### Work to be completed
Format every line below as a Markdown table with two columns, Number and Line, numbering each one and skipping blank lines.

══ Entries shown ══

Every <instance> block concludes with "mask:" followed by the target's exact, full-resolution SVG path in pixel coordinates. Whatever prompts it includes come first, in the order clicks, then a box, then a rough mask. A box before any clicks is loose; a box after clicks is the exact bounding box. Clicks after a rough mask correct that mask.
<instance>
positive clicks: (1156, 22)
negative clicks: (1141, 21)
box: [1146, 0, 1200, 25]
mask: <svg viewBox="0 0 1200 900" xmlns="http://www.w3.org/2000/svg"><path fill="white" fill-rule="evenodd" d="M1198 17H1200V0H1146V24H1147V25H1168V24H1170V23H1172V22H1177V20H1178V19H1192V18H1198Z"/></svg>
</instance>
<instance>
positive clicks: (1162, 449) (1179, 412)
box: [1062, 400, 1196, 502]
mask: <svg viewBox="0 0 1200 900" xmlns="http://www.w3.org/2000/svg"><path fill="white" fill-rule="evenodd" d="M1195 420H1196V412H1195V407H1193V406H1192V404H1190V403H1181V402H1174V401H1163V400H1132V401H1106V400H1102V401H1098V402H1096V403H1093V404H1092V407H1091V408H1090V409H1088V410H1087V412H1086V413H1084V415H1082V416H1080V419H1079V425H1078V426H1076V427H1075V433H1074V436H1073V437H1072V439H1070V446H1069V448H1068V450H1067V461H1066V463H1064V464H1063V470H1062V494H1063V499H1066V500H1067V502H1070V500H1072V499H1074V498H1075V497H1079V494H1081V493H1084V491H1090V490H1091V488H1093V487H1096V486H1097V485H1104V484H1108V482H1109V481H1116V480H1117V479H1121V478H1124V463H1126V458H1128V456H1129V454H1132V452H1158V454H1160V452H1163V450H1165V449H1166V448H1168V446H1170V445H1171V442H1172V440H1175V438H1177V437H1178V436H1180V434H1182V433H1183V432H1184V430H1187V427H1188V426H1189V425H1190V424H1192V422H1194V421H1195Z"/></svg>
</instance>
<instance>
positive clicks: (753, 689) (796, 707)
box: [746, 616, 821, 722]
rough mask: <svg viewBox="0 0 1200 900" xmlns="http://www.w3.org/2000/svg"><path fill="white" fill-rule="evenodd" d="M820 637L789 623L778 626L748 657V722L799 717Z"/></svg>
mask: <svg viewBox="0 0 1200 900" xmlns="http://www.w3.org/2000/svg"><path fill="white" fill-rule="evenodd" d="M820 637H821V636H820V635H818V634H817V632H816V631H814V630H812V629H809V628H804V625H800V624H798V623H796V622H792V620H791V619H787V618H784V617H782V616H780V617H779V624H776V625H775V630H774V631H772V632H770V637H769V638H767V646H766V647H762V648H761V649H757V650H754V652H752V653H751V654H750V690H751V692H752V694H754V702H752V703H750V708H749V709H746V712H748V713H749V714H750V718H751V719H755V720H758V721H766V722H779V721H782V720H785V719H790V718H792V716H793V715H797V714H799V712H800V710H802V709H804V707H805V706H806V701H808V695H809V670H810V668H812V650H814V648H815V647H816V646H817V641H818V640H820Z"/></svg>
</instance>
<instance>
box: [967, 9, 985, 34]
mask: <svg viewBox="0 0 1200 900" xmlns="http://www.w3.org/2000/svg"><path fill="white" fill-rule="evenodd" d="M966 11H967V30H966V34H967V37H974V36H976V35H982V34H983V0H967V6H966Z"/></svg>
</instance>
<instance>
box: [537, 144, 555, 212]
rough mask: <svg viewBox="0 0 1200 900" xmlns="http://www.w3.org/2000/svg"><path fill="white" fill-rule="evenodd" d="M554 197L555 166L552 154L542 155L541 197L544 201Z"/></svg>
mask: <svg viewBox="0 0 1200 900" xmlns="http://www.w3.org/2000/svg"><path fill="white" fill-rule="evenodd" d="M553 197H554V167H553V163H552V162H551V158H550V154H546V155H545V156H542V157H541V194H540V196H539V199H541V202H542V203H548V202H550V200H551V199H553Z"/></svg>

═══

### Finished task
| Number | Line |
|---|---|
| 1 | Every <instance> block concludes with "mask:" followed by the target's exact, full-resolution SVG path in pixel coordinates. Whatever prompts it includes come first, in the order clicks, then a box, then a rough mask. A box before any clicks is loose; a box after clicks is the exact bounding box. Clicks after a rough mask correct that mask. |
| 2 | <instance> |
| 3 | positive clicks: (1156, 22) |
| 4 | negative clicks: (1141, 21) |
| 5 | box: [1146, 0, 1200, 25] |
| 6 | mask: <svg viewBox="0 0 1200 900" xmlns="http://www.w3.org/2000/svg"><path fill="white" fill-rule="evenodd" d="M1198 17H1200V0H1146V24H1147V25H1168V24H1170V23H1172V22H1177V20H1178V19H1192V18H1198Z"/></svg> |
| 7 | </instance> |
| 8 | <instance> |
| 9 | positive clicks: (1162, 449) (1179, 412) |
| 10 | box: [1062, 400, 1196, 502] |
| 11 | mask: <svg viewBox="0 0 1200 900" xmlns="http://www.w3.org/2000/svg"><path fill="white" fill-rule="evenodd" d="M1195 420H1196V412H1195V407H1193V406H1192V404H1190V403H1181V402H1174V401H1163V400H1132V401H1106V400H1102V401H1098V402H1096V403H1093V404H1092V407H1091V408H1090V409H1088V410H1087V412H1086V413H1084V415H1082V416H1080V419H1079V425H1078V426H1076V427H1075V433H1074V436H1073V437H1072V439H1070V446H1069V448H1068V450H1067V461H1066V463H1064V464H1063V470H1062V494H1063V499H1066V500H1067V502H1070V500H1072V499H1074V498H1075V497H1079V494H1081V493H1084V491H1090V490H1091V488H1093V487H1096V486H1097V485H1104V484H1108V482H1109V481H1116V480H1117V479H1121V478H1124V463H1126V458H1128V456H1129V454H1132V452H1158V454H1160V452H1163V450H1165V449H1166V448H1168V446H1170V445H1171V442H1172V440H1175V438H1177V437H1178V436H1180V434H1182V433H1183V432H1184V430H1187V427H1188V426H1189V425H1190V424H1192V422H1194V421H1195Z"/></svg> |
| 12 | </instance> |
| 13 | <instance> |
| 14 | positive clicks: (753, 689) (796, 707) |
| 15 | box: [746, 616, 821, 722] |
| 16 | rough mask: <svg viewBox="0 0 1200 900" xmlns="http://www.w3.org/2000/svg"><path fill="white" fill-rule="evenodd" d="M820 637L789 623L778 626L748 657V722L799 717Z"/></svg> |
| 17 | mask: <svg viewBox="0 0 1200 900" xmlns="http://www.w3.org/2000/svg"><path fill="white" fill-rule="evenodd" d="M820 637H821V636H820V635H818V634H817V632H816V631H814V630H812V629H809V628H804V625H800V624H798V623H796V622H792V620H791V619H787V618H784V617H782V616H780V617H779V624H776V625H775V630H774V631H772V632H770V637H769V638H767V646H766V647H762V648H761V649H757V650H754V652H752V653H751V654H750V690H751V692H752V694H754V702H752V703H750V708H749V709H746V712H748V713H749V714H750V718H751V719H755V720H758V721H766V722H779V721H782V720H785V719H790V718H792V716H793V715H797V714H799V712H800V710H802V709H804V707H805V706H806V701H808V695H809V670H810V668H812V650H814V648H815V647H816V646H817V641H818V640H820Z"/></svg> |
| 18 | </instance> |
| 19 | <instance> |
| 20 | box: [967, 9, 985, 34] |
| 21 | mask: <svg viewBox="0 0 1200 900" xmlns="http://www.w3.org/2000/svg"><path fill="white" fill-rule="evenodd" d="M966 11H967V30H966V34H967V37H974V36H976V35H982V34H983V0H967V6H966Z"/></svg> |
| 22 | </instance> |
| 23 | <instance> |
| 24 | box: [537, 144, 555, 212] |
| 25 | rough mask: <svg viewBox="0 0 1200 900" xmlns="http://www.w3.org/2000/svg"><path fill="white" fill-rule="evenodd" d="M554 197L555 166L552 154L542 155L541 197L544 201Z"/></svg> |
| 26 | mask: <svg viewBox="0 0 1200 900" xmlns="http://www.w3.org/2000/svg"><path fill="white" fill-rule="evenodd" d="M553 197H554V167H553V163H552V162H551V158H550V154H546V155H545V156H542V157H541V194H540V196H539V199H541V202H542V203H548V202H550V200H551V199H553Z"/></svg> |